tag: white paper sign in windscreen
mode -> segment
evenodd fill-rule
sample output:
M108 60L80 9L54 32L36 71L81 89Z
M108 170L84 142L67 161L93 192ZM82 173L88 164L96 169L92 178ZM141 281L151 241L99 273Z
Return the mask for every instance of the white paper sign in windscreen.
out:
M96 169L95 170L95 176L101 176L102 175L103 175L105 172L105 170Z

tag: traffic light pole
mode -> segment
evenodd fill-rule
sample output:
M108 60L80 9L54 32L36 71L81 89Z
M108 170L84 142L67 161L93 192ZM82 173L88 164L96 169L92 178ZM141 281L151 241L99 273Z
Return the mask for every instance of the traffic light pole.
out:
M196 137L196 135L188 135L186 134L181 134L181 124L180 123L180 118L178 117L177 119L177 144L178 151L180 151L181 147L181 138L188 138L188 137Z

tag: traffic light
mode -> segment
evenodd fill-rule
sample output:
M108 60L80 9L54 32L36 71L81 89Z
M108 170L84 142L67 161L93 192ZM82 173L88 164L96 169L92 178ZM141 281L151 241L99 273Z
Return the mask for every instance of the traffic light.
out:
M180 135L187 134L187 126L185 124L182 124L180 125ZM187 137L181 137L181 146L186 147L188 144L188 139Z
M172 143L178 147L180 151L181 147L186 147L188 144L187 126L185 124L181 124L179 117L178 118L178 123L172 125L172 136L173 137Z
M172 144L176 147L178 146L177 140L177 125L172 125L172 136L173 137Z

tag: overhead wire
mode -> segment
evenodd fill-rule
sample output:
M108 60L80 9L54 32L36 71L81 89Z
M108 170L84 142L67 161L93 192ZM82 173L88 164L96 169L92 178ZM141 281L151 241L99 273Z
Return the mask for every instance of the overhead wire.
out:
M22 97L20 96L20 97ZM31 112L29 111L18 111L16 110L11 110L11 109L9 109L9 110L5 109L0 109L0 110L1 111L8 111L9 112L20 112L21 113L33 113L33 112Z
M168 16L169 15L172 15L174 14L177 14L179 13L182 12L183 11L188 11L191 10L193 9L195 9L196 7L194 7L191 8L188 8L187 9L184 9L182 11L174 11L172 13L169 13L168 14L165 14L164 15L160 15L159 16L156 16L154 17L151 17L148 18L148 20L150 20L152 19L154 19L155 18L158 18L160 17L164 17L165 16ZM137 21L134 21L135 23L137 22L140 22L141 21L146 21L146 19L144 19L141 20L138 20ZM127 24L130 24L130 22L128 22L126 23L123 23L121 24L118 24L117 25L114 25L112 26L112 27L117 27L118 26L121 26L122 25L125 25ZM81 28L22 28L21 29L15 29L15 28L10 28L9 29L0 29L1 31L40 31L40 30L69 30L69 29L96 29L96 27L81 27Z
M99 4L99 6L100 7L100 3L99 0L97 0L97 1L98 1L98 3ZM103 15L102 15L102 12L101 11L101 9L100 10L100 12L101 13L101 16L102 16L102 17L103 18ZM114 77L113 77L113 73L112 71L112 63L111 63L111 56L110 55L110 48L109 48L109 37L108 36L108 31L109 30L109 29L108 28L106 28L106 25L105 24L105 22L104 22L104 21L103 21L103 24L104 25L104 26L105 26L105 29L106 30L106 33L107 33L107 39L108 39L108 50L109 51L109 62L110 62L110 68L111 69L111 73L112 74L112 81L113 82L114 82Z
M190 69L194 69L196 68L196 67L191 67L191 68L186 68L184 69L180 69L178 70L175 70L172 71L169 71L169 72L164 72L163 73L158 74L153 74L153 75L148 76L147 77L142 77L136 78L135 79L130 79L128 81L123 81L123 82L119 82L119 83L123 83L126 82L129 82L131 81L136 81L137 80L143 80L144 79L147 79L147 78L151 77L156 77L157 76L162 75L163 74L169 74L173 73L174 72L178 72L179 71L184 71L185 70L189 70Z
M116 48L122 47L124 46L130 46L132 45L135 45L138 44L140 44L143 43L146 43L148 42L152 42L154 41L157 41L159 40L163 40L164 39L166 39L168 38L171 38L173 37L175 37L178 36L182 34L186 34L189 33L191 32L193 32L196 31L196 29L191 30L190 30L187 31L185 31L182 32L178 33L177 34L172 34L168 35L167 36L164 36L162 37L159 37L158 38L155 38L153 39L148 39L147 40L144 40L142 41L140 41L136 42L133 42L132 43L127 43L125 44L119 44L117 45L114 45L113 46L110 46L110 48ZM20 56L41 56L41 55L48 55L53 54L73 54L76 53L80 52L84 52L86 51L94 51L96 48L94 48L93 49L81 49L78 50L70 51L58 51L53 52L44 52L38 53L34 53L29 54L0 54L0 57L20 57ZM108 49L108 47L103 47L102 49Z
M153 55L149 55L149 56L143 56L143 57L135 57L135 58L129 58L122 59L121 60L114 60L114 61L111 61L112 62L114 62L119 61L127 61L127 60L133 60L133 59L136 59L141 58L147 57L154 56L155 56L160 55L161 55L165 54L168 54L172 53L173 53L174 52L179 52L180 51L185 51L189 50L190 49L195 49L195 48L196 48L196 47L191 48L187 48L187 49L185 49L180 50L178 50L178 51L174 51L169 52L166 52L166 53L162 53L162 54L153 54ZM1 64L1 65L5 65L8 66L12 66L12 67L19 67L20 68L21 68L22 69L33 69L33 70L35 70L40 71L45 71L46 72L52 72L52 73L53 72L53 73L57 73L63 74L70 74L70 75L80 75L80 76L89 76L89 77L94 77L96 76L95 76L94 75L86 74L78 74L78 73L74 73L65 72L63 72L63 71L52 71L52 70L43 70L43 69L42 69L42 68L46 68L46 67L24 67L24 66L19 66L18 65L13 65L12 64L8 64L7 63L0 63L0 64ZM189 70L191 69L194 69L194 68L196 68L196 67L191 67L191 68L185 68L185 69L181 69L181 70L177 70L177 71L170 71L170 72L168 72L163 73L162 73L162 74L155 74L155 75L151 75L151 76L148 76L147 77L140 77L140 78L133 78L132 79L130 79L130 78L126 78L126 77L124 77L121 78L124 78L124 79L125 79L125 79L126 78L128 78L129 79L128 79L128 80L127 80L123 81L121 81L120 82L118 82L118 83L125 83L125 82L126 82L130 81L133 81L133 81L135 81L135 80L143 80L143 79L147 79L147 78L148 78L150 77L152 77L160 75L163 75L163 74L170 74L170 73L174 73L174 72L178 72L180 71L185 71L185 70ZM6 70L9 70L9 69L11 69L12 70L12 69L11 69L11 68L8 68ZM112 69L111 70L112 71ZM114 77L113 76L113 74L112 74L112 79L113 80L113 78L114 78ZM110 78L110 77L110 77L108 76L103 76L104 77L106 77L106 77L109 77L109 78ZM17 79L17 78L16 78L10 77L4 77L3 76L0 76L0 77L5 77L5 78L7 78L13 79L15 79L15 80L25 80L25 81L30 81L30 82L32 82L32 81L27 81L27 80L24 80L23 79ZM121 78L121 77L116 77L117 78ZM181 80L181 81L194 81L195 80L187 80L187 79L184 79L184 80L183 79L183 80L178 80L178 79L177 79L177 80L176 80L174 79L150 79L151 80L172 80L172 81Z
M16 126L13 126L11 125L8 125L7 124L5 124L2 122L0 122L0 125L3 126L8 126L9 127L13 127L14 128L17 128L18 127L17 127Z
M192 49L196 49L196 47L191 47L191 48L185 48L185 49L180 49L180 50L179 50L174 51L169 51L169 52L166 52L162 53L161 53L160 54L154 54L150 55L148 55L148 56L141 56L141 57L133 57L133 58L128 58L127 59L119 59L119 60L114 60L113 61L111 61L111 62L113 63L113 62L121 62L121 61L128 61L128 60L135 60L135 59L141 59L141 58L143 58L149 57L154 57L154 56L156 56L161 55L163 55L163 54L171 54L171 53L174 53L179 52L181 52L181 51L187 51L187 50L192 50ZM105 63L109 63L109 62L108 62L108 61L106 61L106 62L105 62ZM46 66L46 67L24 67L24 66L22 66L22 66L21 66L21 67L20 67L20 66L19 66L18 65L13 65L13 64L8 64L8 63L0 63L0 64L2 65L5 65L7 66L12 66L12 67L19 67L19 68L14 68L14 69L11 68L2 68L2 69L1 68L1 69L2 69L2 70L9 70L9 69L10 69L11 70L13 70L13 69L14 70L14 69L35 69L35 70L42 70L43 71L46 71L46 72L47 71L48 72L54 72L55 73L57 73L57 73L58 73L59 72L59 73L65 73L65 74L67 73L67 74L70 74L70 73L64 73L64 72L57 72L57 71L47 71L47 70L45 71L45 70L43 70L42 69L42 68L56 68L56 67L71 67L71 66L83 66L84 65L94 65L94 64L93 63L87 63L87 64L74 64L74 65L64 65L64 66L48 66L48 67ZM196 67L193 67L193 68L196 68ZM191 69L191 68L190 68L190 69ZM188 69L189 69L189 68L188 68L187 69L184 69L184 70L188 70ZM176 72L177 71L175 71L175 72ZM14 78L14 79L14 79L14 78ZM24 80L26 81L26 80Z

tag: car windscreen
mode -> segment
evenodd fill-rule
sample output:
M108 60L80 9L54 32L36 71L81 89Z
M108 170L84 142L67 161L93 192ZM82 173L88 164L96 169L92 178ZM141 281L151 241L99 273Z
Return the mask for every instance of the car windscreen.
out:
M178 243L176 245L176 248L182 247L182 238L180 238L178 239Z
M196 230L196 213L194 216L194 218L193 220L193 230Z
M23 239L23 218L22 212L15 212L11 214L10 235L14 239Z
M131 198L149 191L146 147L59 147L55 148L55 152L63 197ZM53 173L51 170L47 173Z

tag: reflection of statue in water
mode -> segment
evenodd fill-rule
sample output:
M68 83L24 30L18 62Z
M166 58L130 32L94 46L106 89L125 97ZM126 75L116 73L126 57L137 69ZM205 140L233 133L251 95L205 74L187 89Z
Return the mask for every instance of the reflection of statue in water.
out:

○ ○ ○ ○

> [EXERCISE GOAL] Locate every line in the records above that contains the string "sign" and copy each one out. Treat uppercase and lowercase letters as different.

> [RESPONSE TO THE EXERCISE]
tag: white paper sign in windscreen
Return the mask for every instance of the white paper sign in windscreen.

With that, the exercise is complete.